### GIVEN TASK
Please output the records below in full, exactly as given, but without the images.

### INPUT
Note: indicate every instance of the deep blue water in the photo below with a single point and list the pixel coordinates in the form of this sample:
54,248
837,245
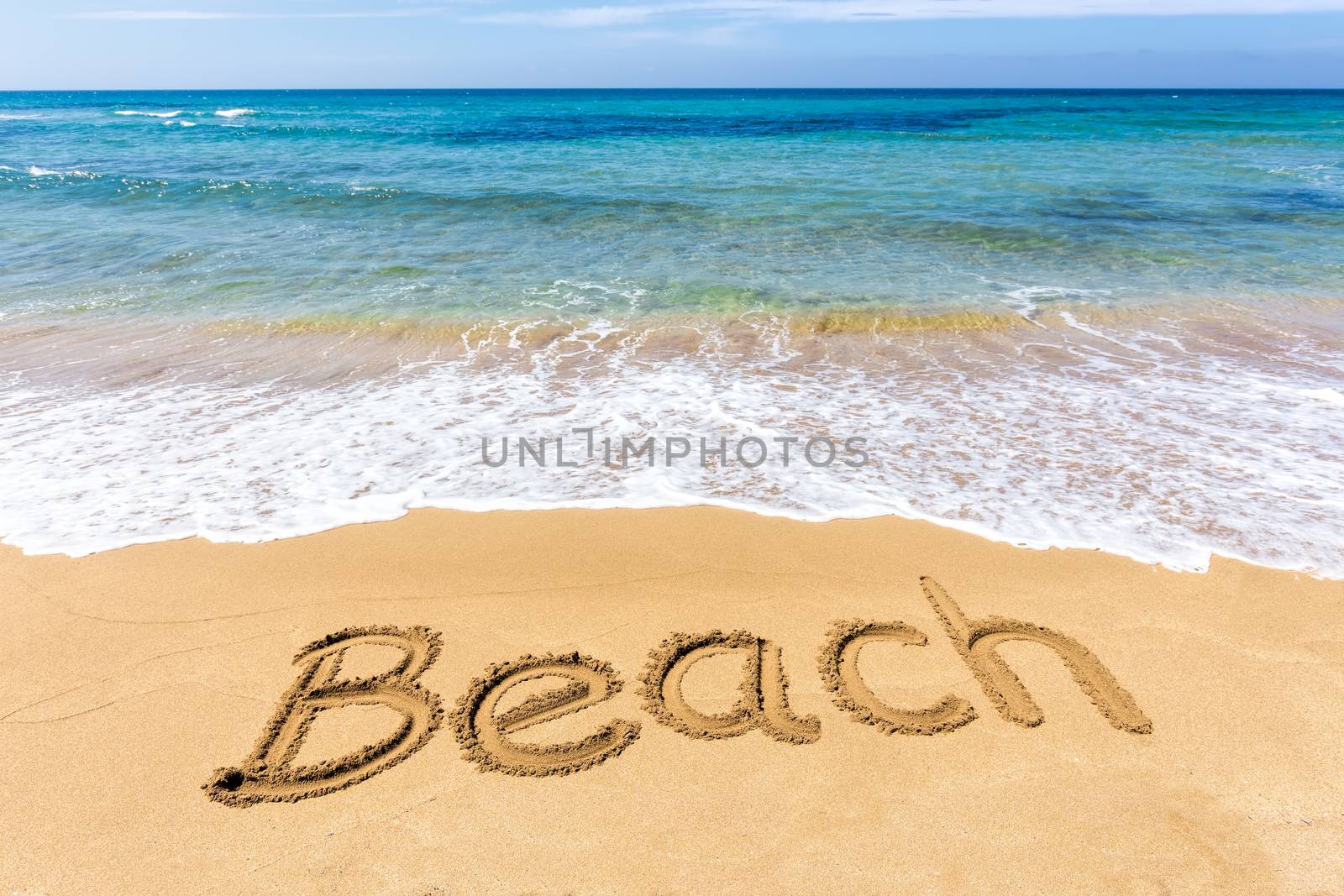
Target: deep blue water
464,203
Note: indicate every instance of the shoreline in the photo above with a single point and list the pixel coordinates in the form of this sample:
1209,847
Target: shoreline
601,506
138,678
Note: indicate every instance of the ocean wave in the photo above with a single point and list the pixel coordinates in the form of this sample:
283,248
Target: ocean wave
1167,441
38,170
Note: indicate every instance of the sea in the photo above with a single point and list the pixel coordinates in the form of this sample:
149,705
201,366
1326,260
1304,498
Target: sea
1088,318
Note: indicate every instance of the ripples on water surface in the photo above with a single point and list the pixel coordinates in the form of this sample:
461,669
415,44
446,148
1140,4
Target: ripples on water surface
1097,318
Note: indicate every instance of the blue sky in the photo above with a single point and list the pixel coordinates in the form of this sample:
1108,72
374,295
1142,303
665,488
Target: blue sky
692,43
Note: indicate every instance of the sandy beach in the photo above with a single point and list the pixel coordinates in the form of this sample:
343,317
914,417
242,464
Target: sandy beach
546,710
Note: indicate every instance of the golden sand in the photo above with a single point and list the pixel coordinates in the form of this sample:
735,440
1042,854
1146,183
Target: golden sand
685,700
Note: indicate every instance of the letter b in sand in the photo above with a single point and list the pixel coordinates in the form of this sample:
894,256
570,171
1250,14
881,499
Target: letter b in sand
269,774
978,642
764,700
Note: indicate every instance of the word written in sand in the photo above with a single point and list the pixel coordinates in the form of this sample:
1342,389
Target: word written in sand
487,732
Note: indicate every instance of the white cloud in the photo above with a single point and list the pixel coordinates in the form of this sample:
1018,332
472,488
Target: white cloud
635,13
192,15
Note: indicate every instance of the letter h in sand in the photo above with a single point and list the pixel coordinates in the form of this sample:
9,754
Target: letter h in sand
978,642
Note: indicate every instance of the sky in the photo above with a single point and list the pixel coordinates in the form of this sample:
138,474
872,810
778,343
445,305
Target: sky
65,45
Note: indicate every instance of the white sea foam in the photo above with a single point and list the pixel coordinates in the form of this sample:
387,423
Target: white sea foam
1155,445
37,170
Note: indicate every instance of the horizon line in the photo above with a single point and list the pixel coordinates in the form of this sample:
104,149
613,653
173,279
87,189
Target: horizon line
405,89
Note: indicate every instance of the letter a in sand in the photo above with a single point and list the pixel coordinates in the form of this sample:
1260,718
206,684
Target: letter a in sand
764,701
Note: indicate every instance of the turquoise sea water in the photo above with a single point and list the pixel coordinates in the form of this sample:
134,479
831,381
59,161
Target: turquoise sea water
1105,318
468,202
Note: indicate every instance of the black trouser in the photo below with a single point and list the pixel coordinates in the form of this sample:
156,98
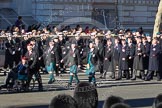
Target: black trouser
126,72
100,67
37,76
135,73
150,75
10,78
8,62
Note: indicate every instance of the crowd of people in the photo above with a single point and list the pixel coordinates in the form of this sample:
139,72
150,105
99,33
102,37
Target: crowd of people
122,53
85,96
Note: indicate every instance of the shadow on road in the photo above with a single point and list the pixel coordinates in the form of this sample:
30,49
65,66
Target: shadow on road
143,102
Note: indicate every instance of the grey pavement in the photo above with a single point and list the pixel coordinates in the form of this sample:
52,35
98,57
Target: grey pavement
137,93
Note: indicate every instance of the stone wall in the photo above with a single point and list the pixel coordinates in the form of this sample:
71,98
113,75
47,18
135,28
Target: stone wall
135,13
131,13
57,11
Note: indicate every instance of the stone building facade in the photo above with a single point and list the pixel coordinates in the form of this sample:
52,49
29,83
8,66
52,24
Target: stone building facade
110,13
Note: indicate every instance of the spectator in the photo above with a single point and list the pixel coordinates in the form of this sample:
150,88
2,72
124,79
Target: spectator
19,22
157,100
159,105
120,105
86,95
111,100
63,101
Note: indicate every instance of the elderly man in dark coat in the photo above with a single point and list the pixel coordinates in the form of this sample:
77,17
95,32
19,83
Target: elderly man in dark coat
108,60
123,61
154,60
138,59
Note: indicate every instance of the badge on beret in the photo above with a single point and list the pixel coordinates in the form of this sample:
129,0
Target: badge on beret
52,52
64,52
154,49
123,50
93,55
74,55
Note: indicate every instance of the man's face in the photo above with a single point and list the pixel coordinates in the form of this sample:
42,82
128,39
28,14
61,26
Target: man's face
23,61
51,43
72,46
91,45
29,48
56,40
32,42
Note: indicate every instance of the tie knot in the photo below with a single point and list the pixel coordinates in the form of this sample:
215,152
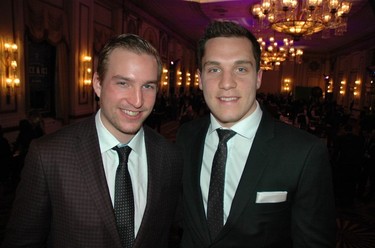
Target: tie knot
225,134
123,153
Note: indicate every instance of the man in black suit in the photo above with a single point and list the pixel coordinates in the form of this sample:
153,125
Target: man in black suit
277,186
67,194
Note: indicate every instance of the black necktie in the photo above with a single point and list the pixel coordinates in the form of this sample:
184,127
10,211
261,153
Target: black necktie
215,204
124,202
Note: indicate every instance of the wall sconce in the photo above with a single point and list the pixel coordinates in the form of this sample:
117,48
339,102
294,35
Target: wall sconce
86,72
356,91
286,85
165,77
179,73
10,78
342,87
196,79
188,79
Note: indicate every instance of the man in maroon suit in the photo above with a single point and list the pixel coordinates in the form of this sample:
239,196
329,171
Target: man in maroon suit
67,192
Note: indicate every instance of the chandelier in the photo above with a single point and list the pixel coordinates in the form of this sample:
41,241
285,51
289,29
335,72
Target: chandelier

### WORKED ANSWER
Note: indicate every instance of the deep blue water in the photo below with a single point and list the pixel coordinates in the form of this sample:
54,248
837,245
Target: deep blue water
464,203
Note: indicate every instance of the shoreline in the photo above with a single point and list the pixel coordinates in the form of this sample:
1209,847
Target: shoreline
601,506
138,678
Note: indicate every instance of the ocean wave in the photo above with a single point and list the pixel coordinates in the form of this sample:
283,248
Target: ocean wave
1167,441
38,170
Note: indicate every instance of the sea in the photo above with a single point and list the pixel coordinates in the form of this sample:
149,705
201,366
1326,260
1304,498
Target: sea
1088,318
Note: indicate every instance of the ripples on water surface in the photo above with a single point and list the pixel coordinates in the form of this sample:
461,669
415,44
446,148
1140,4
Target: ripples on water surface
1097,318
Note: indicate every instance of the blue sky in the photo above with a single point and list the pixel coordinates in the form of this sample:
1108,72
374,295
1142,303
665,488
Target: blue sky
692,43
Note: indicate every instance of the sandy beach in the photo above with a single point and list the pixel coordinates in the form of this sample:
343,317
914,417
242,464
Target: sandy beach
546,710
Note: indicate every instance of the golden sand in the photo above with a single point and list the pixel coordinates in the form of this sample:
735,440
1042,854
1146,183
Target: golden sand
685,700
Note: indicate every instance of the letter b in sand in the photo above with a single point and list the pixel coordinates in the form of this sample:
894,256
570,171
1250,14
881,499
Target: letter b in sand
269,774
978,642
764,700
Note: indicate every instance of the word written in sand in the photo above with a single point and list the pixel coordinates in the form of this sample:
1342,389
Target: word written in sand
487,732
Note: indicate every instance of the white cloud in the photo above with a single point and list the pixel coordinates in the form of this sample:
1018,332
472,488
Target: white cloud
635,13
192,15
Note: indicate every instance of the letter h in sand in the photo above with a single point and list the pixel coordinates in the form of this sample:
9,754
Target: letter h in sand
978,642
Note: indicate every instance of the sky in the photo above with a single point and list the pixel coordinates in the form of this sample:
138,474
872,810
778,343
445,305
Target: sky
65,45
Note: indicate every instance of the white sea foam in the photo above with a single point and list the pixel coordinates in the form of this sample:
387,423
Target: white sea foam
1155,445
37,170
Note: indicate every instance of the horizon line in the photo above with a single point and list the pixel coordinates in the form of this sample:
104,149
613,653
173,279
87,189
Target: horizon line
405,89
Note: indicate every instance of the letter a in sand in the photo above with a single point and list the pixel coordinates in the form of this sample:
1260,718
206,684
Target: letter a in sand
764,701
Note: indicate every instance of the turquoise sea water in the photo above with a single point and list the pixel coordinates in the form of this sample:
134,479
831,381
59,161
Target: turquoise sea water
1105,318
468,202
Note: indicate every instance of the black trouser in the photo below with a single point and list the pixel coordinates in the form of this sample:
156,98
Target: black trouser
126,72
100,67
37,76
135,73
150,75
10,78
8,62
Note: indicate every instance of the crowd of people in the photo above with a single point and list the pixel coordinates in the form of this sample:
139,72
150,105
99,33
102,37
Target: crowd of people
122,53
85,96
Note: indicate every instance of the shadow on road in the photo above with a single point and list the pixel coordinates in the form of this sample:
30,49
65,66
Target: shadow on road
143,102
Note: indicate every instance of the grey pavement in the photo above with a single point and list the pixel coordinates in the form of this sample:
52,35
98,57
Target: grey pavement
137,93
Note: indicate every instance of the stone wall in the photo above with a single point and list the pixel coordinates in the form of this sample:
71,98
113,75
47,18
135,28
Target: stone wall
135,13
131,13
57,11
Note: indicate every instance of the stone building facade in the photo above with a single point and list the pixel coordinates in the form of this sample:
52,49
29,83
8,66
52,24
Target: stone building facade
110,13
Note: indicate every instance of the spectator in the photo above with a single point and list the pixel coordinates in the form of this sample:
150,88
2,72
124,79
Target: spectator
19,22
157,100
159,105
120,105
86,95
111,100
63,101
Note: indicate every instance of the elderly man in dark coat in the photo above with a single point and list the pixel coordinates in the form of this sample:
77,17
95,32
19,83
Target: elderly man in dark coat
108,60
123,61
154,60
138,59
Note: indicate every instance of the badge on beret in the photo above with a single point and list the pixel coordinates in the form of this sample:
129,0
Target: badge on beret
52,52
64,52
154,49
123,50
93,55
74,55
Note: indicate every instance of the man's face in the photo above with a single point and list the pixel coordinates in the form of this sample:
42,82
128,39
28,14
61,26
Target: man's face
23,61
51,43
72,46
91,45
29,48
56,40
32,42
Note: indicate every instance of the tie knot in the photo below with a single point and list the pixel coordinates in the form of this sample:
215,152
Target: tie knot
225,134
123,153
Note: indicate every instance of the man in black suit in the photo above with a single point and list the pixel coordinates in the form of this sample:
153,125
Target: man in black suit
277,186
67,194
Note: indicate every instance of the black necktie in the photo above with a single point and list the pixel coordinates in the form of this sample:
184,127
10,211
261,153
Target: black necktie
215,204
124,202
Note: indicate every instance of the wall sconce in the photo above with a single point and list the pixel coordinates in the form of this sample:
117,48
339,102
294,35
Target: wall sconce
86,72
356,91
286,85
165,77
179,73
10,78
342,87
196,79
188,79
Note: indicate every instance of the man in maroon suit in the photo above with a single point and list the pixel coordinates in the form of this sample:
239,196
329,171
Target: man in maroon suit
67,192
Note: indicate every instance of the chandelier in the photo above with a single point and list the pixel coordinates in the form of this sample:
41,241
285,51
289,29
335,72
Target: chandelier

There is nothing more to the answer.